TASK PROMPT: Reproduce the records word for word, from their first line through the line that contains "column 204, row 213". Include both ends and nothing else.

* Start PROVIDED MATERIAL *

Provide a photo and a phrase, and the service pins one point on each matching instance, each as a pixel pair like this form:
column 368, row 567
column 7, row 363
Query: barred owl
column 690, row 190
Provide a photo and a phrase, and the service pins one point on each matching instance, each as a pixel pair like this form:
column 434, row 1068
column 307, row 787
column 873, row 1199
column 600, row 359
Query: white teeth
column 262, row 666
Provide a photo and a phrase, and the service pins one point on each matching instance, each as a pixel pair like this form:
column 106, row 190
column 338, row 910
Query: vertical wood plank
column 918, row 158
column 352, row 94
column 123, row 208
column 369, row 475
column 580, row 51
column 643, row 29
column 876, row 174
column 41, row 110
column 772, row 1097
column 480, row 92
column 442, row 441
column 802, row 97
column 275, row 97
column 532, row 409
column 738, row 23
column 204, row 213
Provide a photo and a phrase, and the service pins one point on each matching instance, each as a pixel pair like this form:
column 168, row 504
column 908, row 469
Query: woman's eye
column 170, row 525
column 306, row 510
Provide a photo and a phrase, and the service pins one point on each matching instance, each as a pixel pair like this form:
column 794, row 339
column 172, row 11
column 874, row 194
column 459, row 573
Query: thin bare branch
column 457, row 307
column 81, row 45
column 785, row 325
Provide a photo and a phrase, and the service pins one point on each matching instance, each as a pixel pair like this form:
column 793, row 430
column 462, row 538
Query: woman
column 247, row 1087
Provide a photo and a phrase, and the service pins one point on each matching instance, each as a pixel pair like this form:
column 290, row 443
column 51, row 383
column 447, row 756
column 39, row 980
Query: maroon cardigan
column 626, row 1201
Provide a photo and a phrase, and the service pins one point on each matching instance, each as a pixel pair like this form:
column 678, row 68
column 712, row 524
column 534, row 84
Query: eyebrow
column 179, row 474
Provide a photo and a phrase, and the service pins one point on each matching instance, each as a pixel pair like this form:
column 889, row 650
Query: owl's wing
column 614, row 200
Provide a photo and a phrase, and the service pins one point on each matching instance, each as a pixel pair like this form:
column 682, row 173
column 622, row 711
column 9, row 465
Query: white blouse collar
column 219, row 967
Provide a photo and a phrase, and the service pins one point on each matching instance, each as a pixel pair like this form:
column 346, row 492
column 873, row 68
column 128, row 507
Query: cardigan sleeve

* End PROVIDED MATERIAL *

ANSWER IN FULL:
Provide a photo and a phrase, and the service pins one point on each matching instance, each as a pixel pair like this form:
column 368, row 567
column 7, row 363
Query: barred owl
column 690, row 190
Provide a photo and a phrase, and the service pins one point on each matching instance, each as a pixel pair like this form:
column 434, row 1068
column 307, row 787
column 873, row 1199
column 600, row 359
Query: white teeth
column 262, row 666
Provide a photo and a phrase, and the service pins one point on each matching instance, each as a pixel pair like this form:
column 106, row 190
column 338, row 910
Query: vertical wood plank
column 918, row 158
column 352, row 94
column 123, row 208
column 369, row 475
column 580, row 51
column 643, row 29
column 876, row 174
column 41, row 110
column 772, row 1097
column 480, row 92
column 442, row 441
column 802, row 97
column 275, row 97
column 532, row 409
column 738, row 23
column 204, row 213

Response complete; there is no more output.